_ARTICLE:_

# GL Pease Westminster



## Silky01 (Jul 16, 2007)

Hi Pipers. I couldn't pass this up, for some reason, this tobacco wanted to make me post here and see what the other gorillas thought. There's already another thread on this baccy, but it's about a year old (http://www.clubstogie.com/vb/showthread.php?t=59822&highlight=westminster).

I traded PadronMe for this tin, ironically, I sent him 5 padrons for it. I found out that this was an english blend when he listed it, and I've found that I like the english's a lot more thus far in my light-weight piping endeavor. So I'm picking up all the English blends I'm able to get a hold on, Squadron Leader thus far being my favorite. I've also found that I like the oriental tobacco as well, so I got a little giddy when I saw this tin had that in it as well.

(Labels for object points)
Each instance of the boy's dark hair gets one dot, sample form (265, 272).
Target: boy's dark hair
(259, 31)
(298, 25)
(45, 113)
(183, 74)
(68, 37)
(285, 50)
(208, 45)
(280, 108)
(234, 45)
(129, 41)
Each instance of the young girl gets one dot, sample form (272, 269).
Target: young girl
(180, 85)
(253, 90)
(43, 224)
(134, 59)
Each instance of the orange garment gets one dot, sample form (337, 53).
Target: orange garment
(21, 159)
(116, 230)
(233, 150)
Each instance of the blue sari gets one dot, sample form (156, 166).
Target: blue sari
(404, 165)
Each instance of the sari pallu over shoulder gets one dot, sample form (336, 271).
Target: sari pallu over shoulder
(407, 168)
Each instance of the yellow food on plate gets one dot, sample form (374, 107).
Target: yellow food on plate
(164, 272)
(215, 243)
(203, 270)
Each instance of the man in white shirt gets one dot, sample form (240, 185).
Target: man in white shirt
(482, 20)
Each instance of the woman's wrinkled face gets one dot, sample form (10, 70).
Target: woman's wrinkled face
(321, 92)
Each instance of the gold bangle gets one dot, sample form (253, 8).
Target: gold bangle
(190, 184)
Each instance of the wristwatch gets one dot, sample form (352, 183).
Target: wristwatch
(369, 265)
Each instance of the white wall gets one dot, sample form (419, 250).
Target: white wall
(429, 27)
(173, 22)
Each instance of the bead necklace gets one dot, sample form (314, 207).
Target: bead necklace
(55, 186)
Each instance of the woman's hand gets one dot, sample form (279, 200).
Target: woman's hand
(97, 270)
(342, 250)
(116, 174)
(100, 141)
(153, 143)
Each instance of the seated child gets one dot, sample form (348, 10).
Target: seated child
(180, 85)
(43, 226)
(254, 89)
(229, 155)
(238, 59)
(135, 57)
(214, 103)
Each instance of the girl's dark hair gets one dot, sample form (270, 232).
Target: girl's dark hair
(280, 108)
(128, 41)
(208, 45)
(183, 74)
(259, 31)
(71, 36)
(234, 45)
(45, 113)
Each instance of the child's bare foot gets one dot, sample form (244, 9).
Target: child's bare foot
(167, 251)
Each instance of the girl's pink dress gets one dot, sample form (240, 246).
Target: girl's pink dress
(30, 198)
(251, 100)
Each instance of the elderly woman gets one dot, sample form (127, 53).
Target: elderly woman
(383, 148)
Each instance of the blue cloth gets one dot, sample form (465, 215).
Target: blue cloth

_PROBLEMS:_
**A)** In two sentences, what does the GL Pease Westminster post say?
**B)** Can you return the GL Pease Westminster post word for word, starting with "I traded PadronMe" and going on through "it as well."?
The records were drawn from a separate source.

_SOLUTION SET:_
**A)** The poster traded PadronMe five Padrons for a tin of GL Pease Westminster and wants to hear what others think of it, noting that the existing thread on this tobacco is about a year old. So far the poster prefers English blends, with Squadron Leader as the favorite, and also likes oriental tobacco, which this tin contains as well.

**B)**
I traded PadronMe for this tin, ironically, I sent him 5 padrons for it. I found out that this was an english blend when he listed it, and I've found that I like the english's a lot more thus far in my light-weight piping endeavor. So I'm picking up all the English blends I'm able to get a hold on, Squadron Leader thus far being my favorite. I've also found that I like the oriental tobacco as well, so I got a little giddy when I saw this tin had that in it as well.